Extract every line in the listing below that contains the string "horse", and reproduce each one in full.
begin Data to process
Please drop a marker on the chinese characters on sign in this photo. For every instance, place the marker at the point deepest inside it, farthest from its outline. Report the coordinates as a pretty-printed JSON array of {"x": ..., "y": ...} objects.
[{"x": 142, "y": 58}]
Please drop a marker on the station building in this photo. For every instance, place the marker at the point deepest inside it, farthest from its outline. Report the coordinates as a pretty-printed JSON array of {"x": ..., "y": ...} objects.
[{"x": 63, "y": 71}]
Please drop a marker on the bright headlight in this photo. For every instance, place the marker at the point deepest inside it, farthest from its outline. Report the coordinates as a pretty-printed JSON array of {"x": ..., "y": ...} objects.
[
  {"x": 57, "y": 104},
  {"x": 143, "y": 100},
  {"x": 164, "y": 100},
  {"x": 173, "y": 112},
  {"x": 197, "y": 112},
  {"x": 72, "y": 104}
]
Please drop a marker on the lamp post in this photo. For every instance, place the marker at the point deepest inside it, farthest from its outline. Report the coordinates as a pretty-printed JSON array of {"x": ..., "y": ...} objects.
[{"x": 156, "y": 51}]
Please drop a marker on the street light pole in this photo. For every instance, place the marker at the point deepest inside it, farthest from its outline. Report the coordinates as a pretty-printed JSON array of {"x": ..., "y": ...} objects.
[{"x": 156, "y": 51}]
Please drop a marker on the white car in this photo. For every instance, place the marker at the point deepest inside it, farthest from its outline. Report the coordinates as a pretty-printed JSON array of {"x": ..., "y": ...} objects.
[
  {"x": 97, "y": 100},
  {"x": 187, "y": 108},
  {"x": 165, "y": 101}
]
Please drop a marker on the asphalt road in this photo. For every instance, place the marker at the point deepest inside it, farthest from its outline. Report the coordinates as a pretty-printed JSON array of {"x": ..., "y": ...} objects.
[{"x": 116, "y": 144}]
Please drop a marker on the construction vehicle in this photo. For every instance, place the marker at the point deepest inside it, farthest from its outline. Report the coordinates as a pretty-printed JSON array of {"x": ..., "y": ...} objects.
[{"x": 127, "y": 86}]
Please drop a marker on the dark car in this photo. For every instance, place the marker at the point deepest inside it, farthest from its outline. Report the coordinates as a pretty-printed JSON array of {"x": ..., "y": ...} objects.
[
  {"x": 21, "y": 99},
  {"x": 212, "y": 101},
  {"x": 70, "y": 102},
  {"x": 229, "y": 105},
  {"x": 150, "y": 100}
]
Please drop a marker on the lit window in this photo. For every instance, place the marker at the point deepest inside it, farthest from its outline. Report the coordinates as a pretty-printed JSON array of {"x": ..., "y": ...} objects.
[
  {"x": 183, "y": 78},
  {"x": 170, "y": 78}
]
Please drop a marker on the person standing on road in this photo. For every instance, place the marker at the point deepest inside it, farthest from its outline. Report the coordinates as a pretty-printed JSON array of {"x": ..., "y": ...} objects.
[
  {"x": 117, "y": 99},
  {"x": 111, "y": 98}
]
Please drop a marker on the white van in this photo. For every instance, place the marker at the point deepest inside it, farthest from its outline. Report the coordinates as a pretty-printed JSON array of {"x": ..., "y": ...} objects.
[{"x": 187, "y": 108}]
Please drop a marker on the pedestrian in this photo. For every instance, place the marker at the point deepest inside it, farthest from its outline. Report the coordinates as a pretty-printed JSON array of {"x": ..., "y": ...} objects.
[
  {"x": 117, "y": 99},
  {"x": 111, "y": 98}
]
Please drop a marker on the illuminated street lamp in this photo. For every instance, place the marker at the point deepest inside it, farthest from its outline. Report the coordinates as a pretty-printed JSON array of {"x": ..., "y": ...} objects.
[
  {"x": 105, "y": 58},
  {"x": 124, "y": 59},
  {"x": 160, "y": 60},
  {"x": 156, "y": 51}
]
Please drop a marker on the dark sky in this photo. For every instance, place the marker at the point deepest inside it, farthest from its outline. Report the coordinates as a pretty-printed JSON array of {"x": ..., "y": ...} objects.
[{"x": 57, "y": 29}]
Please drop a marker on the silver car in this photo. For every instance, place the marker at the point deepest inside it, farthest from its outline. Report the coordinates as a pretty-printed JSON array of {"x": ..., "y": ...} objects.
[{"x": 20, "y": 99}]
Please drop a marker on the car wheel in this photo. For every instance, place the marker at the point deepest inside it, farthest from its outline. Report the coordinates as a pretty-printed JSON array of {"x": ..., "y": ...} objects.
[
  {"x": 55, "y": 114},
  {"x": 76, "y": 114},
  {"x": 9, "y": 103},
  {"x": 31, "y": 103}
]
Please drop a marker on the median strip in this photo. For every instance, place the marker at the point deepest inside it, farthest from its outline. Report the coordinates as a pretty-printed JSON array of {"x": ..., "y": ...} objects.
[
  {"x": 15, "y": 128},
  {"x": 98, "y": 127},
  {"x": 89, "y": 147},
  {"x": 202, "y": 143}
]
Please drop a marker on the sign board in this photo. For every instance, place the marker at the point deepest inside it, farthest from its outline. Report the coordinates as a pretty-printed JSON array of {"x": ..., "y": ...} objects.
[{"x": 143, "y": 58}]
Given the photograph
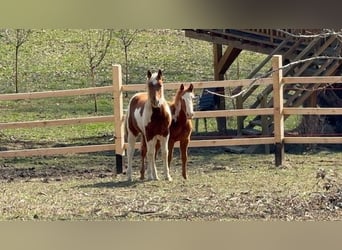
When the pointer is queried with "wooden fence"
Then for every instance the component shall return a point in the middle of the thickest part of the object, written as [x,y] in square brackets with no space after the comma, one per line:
[117,89]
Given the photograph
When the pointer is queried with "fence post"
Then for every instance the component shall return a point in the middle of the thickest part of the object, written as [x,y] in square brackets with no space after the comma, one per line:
[118,117]
[278,104]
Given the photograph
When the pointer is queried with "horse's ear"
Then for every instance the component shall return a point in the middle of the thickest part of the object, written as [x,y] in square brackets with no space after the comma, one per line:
[191,87]
[149,74]
[160,75]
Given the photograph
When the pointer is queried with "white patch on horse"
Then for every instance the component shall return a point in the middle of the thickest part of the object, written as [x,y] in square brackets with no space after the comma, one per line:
[188,97]
[153,78]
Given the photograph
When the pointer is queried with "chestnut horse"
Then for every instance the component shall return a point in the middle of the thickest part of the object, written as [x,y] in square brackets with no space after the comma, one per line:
[149,115]
[181,127]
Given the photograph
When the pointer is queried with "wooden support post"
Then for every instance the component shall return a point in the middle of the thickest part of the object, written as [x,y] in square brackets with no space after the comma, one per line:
[265,123]
[278,104]
[239,119]
[218,75]
[119,122]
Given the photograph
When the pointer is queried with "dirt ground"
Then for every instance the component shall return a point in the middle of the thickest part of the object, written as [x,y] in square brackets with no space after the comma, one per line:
[222,186]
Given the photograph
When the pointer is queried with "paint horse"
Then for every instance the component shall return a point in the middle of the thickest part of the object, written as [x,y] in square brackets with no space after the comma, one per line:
[181,127]
[149,115]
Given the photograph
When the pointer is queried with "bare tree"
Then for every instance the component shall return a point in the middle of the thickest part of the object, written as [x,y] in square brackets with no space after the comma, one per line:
[17,37]
[96,43]
[126,37]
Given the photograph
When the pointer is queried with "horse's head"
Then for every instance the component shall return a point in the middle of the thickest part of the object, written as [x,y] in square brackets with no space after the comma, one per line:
[155,88]
[187,100]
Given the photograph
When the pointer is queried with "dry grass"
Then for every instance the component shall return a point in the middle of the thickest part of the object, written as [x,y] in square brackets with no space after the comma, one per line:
[222,186]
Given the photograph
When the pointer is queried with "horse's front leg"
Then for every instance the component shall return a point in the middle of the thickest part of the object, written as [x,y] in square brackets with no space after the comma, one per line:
[165,153]
[151,169]
[130,151]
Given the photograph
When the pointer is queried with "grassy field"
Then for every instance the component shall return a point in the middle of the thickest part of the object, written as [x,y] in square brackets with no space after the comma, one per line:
[222,185]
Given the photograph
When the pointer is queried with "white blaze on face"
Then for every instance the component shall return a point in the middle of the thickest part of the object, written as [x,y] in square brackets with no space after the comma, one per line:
[188,98]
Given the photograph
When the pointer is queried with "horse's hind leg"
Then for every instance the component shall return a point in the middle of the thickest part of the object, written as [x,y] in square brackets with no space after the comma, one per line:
[184,155]
[143,157]
[130,151]
[165,152]
[151,164]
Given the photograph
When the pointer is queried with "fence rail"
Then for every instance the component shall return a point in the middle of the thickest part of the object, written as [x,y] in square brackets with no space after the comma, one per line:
[279,139]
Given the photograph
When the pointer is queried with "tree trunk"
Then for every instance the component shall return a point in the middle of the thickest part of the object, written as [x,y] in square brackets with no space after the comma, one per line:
[16,69]
[94,85]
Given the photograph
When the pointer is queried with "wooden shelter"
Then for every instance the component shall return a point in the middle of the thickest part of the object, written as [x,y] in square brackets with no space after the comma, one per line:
[293,45]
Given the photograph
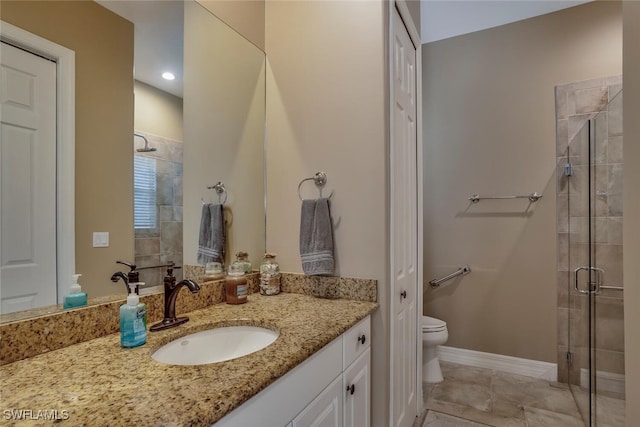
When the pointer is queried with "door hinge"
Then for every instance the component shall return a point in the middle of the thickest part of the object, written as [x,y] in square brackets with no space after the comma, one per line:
[568,169]
[569,358]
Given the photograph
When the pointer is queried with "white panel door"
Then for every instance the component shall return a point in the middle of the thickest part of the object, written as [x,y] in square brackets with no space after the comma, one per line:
[404,219]
[28,173]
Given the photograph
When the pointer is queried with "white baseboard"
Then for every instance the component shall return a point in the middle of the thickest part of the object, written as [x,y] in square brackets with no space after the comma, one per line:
[605,381]
[499,362]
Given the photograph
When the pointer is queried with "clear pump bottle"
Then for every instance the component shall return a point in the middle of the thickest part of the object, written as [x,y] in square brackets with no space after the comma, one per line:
[75,297]
[133,319]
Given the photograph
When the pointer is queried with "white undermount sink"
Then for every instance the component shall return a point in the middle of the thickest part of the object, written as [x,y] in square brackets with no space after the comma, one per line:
[215,345]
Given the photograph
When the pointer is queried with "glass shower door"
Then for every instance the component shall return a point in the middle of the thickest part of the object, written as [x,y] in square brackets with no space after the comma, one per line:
[580,294]
[596,346]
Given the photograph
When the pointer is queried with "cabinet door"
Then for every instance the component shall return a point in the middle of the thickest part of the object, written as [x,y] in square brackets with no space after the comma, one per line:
[357,389]
[325,410]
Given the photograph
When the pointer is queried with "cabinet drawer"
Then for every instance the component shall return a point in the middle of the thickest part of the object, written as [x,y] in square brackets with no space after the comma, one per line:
[356,341]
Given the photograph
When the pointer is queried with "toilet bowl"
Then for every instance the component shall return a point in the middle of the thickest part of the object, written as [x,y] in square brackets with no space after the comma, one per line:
[434,333]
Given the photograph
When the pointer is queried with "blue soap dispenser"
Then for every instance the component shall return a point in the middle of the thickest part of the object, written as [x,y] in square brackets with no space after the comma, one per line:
[133,319]
[75,297]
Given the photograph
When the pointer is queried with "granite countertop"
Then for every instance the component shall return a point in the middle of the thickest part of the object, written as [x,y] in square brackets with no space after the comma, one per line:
[98,383]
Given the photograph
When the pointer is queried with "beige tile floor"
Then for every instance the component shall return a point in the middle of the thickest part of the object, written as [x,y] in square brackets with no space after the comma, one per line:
[473,397]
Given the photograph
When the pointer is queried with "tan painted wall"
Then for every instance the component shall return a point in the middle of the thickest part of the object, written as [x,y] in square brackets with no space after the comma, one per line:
[327,111]
[631,225]
[103,43]
[223,132]
[489,128]
[157,112]
[247,17]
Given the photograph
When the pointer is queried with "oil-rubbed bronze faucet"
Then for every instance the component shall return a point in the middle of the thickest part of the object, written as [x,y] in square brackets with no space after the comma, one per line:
[171,290]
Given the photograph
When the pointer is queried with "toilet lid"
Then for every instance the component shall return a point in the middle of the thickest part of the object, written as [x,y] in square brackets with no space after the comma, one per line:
[432,324]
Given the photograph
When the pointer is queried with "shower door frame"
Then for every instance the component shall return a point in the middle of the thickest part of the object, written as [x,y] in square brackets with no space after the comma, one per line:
[589,190]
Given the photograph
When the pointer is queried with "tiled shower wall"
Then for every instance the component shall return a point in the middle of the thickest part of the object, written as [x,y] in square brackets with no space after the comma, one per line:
[575,104]
[164,243]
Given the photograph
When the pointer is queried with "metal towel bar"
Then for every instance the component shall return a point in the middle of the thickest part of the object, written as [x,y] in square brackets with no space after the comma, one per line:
[533,197]
[462,270]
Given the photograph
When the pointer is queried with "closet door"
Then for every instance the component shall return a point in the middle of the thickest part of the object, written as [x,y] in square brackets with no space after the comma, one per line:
[28,174]
[404,227]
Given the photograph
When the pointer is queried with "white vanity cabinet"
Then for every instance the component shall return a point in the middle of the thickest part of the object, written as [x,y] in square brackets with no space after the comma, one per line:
[318,391]
[346,400]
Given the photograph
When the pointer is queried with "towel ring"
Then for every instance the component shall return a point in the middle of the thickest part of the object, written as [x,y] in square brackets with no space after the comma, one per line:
[320,179]
[220,190]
end Data to process
- Solution to the exercise:
When the pointer is queried with "horse's ear"
When the pointer is queried with "white patch on horse"
When the pointer is queried with "chestnut horse"
When the pointer is queried with "paint horse"
When the pointer is queried with "horse's head"
When the pointer is queried with "horse's front leg"
When the pointer is queried with "horse's hind leg"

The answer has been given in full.